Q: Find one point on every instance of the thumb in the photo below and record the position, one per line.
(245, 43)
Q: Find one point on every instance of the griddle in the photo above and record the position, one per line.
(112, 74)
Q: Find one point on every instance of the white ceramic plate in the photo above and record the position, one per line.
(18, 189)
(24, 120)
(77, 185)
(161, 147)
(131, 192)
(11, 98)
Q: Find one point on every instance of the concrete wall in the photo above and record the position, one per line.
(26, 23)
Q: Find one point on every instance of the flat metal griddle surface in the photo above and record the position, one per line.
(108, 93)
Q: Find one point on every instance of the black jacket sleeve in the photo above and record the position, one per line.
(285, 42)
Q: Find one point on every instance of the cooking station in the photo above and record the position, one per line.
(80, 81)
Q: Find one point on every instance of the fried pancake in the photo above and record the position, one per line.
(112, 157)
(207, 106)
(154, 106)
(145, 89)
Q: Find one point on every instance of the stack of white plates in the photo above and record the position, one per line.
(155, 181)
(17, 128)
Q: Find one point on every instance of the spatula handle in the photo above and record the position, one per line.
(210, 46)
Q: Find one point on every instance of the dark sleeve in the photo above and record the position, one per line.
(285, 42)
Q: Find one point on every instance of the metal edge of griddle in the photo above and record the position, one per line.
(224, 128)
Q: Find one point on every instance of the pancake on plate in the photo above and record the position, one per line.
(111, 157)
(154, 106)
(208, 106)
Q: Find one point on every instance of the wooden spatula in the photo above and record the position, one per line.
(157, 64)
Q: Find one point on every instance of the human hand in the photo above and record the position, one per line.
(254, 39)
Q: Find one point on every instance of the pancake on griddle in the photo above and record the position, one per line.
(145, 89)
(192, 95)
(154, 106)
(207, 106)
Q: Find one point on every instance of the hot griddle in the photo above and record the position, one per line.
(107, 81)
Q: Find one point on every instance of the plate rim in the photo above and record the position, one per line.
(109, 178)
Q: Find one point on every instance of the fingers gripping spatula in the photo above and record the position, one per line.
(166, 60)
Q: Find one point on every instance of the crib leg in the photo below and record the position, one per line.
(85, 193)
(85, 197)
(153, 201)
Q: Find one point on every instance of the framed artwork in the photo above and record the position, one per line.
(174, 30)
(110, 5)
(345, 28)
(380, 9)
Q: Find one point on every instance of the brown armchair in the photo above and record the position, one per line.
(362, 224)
■ ■ ■ ■ ■
▶ _ASSIGNMENT_: Your answer must hold the line containing "Q: Find one point on every instance of the framed" and all lines after it in the entries above, exactly, and nothing else.

▶ _SOLUTION TO THIS EXERCISE_:
Q: Find one point on every instance of the framed artwork in the photo above and record the position, one per line.
(174, 30)
(110, 5)
(345, 28)
(380, 9)
Q: Find one point on every instance of the brown armchair in the photo above and record the position, one per line.
(362, 224)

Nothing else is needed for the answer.